◆ What is asked: Rescale the listing below from its first line through the line containing "xmin=342 ymin=175 xmax=395 ymax=203". Rewrite every one of those lines, copying the lines without coordinates unchanged, multiplying each coordinate by 2.35, rounding to whole numbers with halves going up, and leaving out everything after that line.

━━━━━━━━━━━━━━━━━━━━━━━━━━━━━━

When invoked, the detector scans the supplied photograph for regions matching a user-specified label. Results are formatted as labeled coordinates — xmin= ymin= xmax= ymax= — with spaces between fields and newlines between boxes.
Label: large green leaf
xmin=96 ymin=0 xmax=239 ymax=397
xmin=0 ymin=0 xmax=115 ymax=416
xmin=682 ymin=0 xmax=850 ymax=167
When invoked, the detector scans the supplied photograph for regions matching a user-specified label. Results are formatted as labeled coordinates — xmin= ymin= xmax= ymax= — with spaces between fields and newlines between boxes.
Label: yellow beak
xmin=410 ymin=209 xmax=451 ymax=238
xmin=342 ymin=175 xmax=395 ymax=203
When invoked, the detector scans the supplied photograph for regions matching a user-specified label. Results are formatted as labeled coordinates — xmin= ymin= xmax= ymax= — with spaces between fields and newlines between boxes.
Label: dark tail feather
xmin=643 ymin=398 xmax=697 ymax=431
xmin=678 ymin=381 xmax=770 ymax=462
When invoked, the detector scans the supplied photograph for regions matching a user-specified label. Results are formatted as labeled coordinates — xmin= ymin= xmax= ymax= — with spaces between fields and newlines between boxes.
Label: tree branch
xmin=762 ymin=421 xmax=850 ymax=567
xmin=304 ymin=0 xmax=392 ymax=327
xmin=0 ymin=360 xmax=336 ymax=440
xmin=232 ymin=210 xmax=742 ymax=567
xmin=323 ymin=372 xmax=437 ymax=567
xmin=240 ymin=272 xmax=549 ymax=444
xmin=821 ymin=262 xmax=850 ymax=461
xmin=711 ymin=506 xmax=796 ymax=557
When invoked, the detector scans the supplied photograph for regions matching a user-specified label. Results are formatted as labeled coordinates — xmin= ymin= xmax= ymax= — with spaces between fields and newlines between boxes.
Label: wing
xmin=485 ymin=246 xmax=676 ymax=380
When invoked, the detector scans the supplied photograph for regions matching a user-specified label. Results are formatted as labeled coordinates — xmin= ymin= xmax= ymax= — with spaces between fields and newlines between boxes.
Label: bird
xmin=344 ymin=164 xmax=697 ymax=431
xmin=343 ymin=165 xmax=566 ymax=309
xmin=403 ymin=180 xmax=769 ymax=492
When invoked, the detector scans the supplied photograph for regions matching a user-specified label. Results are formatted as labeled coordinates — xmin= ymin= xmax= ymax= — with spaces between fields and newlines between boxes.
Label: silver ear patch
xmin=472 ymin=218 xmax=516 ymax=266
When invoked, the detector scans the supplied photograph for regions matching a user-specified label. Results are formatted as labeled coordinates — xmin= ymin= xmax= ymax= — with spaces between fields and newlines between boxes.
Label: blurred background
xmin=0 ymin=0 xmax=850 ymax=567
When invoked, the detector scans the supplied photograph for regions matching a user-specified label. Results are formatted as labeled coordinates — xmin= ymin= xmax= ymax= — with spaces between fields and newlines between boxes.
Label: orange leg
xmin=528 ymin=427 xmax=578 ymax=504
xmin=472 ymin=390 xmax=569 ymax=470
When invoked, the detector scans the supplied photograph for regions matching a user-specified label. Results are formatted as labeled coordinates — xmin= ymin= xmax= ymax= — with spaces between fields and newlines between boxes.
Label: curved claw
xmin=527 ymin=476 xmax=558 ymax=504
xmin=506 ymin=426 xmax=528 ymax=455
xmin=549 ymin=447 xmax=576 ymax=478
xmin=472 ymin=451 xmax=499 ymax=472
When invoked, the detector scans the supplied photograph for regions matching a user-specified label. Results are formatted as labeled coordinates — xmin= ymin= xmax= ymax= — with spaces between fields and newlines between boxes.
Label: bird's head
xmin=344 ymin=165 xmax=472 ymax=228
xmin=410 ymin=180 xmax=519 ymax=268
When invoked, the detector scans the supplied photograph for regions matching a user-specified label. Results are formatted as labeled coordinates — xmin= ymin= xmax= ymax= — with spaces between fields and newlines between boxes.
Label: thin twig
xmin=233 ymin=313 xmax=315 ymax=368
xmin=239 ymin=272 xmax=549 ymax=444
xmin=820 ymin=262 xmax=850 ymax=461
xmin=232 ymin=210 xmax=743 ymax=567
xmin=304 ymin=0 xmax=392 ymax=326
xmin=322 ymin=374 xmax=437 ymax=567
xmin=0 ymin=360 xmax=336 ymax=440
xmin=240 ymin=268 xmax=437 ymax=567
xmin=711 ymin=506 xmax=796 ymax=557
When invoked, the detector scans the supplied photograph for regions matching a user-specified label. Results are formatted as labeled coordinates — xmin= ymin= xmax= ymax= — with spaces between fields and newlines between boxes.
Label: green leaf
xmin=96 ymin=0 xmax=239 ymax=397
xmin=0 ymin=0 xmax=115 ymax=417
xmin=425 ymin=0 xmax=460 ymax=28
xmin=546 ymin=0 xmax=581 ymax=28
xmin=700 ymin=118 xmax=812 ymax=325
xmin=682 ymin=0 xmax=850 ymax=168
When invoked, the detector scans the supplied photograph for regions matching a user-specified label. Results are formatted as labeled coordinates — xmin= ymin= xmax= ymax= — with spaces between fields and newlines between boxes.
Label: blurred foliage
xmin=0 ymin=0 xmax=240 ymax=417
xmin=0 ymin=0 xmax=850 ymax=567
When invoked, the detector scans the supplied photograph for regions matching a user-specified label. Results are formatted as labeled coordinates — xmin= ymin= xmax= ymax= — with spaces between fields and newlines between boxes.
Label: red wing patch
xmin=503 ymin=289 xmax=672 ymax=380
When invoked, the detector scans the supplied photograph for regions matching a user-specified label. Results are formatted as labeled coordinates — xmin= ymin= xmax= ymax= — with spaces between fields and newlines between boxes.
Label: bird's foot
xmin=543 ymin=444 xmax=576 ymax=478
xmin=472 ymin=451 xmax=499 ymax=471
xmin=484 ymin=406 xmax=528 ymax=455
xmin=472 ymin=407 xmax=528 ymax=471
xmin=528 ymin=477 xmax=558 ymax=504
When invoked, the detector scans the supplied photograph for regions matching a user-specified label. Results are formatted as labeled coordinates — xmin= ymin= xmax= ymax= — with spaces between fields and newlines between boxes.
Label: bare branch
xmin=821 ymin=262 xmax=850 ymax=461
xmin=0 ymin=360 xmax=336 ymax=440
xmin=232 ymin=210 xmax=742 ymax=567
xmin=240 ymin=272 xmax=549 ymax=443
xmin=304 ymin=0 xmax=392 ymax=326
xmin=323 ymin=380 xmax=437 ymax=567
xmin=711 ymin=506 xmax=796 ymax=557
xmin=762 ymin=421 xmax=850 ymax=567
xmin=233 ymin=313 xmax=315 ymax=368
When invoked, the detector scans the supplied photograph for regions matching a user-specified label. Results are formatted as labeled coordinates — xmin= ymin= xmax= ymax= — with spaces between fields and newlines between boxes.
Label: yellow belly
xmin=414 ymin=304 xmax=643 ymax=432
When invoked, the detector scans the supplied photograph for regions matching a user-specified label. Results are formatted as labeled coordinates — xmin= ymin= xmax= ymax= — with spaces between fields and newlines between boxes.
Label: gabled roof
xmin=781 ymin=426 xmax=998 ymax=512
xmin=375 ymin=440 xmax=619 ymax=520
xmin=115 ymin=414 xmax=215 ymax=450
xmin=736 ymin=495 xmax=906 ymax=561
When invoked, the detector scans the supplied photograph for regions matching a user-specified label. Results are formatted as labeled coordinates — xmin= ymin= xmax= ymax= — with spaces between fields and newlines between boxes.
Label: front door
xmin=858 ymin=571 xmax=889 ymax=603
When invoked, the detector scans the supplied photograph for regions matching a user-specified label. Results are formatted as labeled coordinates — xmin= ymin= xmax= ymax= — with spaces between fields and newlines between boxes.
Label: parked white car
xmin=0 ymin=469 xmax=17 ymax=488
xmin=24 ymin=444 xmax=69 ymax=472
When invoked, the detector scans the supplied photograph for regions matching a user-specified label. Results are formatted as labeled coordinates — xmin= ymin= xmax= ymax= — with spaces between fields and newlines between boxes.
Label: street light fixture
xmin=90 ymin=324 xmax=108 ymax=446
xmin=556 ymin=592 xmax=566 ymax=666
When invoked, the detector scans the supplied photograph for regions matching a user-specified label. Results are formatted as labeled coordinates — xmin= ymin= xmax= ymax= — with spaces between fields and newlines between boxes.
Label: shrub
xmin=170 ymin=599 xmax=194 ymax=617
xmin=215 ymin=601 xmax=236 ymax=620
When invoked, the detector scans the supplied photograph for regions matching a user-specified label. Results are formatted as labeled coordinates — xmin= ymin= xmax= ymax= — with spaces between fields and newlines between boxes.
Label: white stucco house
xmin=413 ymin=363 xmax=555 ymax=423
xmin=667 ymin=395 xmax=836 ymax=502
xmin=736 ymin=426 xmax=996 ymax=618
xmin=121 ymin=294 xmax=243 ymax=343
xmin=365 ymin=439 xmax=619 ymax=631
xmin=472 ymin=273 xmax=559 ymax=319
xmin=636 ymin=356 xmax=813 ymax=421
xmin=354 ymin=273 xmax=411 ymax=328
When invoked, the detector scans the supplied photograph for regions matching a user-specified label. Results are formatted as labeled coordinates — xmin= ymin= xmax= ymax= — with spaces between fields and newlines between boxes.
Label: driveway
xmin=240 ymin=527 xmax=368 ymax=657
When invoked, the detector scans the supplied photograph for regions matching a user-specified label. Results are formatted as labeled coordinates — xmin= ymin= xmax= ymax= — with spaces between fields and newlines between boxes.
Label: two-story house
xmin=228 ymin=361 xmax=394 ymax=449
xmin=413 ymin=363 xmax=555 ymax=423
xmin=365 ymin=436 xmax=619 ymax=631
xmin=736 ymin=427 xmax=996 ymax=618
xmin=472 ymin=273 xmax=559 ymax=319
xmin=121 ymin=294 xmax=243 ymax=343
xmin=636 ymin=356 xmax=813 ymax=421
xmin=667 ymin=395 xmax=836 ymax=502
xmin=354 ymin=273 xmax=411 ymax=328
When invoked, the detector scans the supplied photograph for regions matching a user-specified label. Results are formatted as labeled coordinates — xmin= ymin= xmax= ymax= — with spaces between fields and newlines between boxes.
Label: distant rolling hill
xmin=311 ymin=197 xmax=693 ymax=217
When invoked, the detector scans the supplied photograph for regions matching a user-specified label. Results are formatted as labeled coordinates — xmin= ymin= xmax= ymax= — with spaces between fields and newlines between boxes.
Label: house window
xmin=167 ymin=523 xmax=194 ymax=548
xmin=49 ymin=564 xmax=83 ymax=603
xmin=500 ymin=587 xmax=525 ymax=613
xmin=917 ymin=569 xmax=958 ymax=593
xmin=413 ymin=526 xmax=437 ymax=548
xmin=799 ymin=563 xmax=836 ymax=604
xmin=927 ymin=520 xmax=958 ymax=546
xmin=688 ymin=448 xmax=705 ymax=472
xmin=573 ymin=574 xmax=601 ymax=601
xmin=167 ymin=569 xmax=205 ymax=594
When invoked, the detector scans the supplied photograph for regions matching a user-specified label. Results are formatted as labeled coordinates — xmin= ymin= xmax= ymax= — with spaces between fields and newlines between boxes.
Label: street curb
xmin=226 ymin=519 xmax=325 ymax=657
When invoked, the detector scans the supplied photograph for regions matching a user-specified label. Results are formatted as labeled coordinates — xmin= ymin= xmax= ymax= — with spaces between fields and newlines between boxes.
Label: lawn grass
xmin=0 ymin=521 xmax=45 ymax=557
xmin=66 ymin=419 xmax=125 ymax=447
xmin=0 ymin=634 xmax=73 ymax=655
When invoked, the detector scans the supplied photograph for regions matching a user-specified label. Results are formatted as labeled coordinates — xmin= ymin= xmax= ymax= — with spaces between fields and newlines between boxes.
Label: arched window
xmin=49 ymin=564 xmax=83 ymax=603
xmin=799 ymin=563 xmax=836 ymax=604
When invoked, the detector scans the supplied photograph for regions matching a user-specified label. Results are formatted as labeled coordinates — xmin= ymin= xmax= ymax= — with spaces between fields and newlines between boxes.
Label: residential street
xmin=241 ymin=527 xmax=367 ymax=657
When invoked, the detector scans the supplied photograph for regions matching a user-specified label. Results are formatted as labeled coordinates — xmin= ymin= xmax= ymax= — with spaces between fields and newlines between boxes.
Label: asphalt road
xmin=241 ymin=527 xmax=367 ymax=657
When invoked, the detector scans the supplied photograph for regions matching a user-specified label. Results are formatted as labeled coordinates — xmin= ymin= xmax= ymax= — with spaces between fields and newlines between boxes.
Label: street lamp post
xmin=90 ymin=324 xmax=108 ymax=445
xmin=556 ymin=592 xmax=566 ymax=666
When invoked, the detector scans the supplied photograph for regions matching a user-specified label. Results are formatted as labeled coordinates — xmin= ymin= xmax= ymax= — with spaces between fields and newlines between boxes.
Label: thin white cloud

━━━━━━━━━━━━━━━━━━━━━━━━━━━━━━

◆ Answer to this exercise:
When invoked, the detector scans the supplied photograph for regions matching a user-specified label. Results are formatted as labeled coordinates — xmin= ymin= xmax= ymax= — with spaces between fields and newlines between boxes.
Label: large green leaf
xmin=226 ymin=0 xmax=562 ymax=933
xmin=0 ymin=0 xmax=270 ymax=978
xmin=1603 ymin=0 xmax=1998 ymax=392
When invoked, the detector scans the supplied photograph for regions matching a user-specified label. Results are formatted as labeled coordinates — xmin= ymin= xmax= ymax= — with spaces between fields and newlines between boxes.
Label: yellow beak
xmin=964 ymin=491 xmax=1060 ymax=559
xmin=804 ymin=411 xmax=928 ymax=477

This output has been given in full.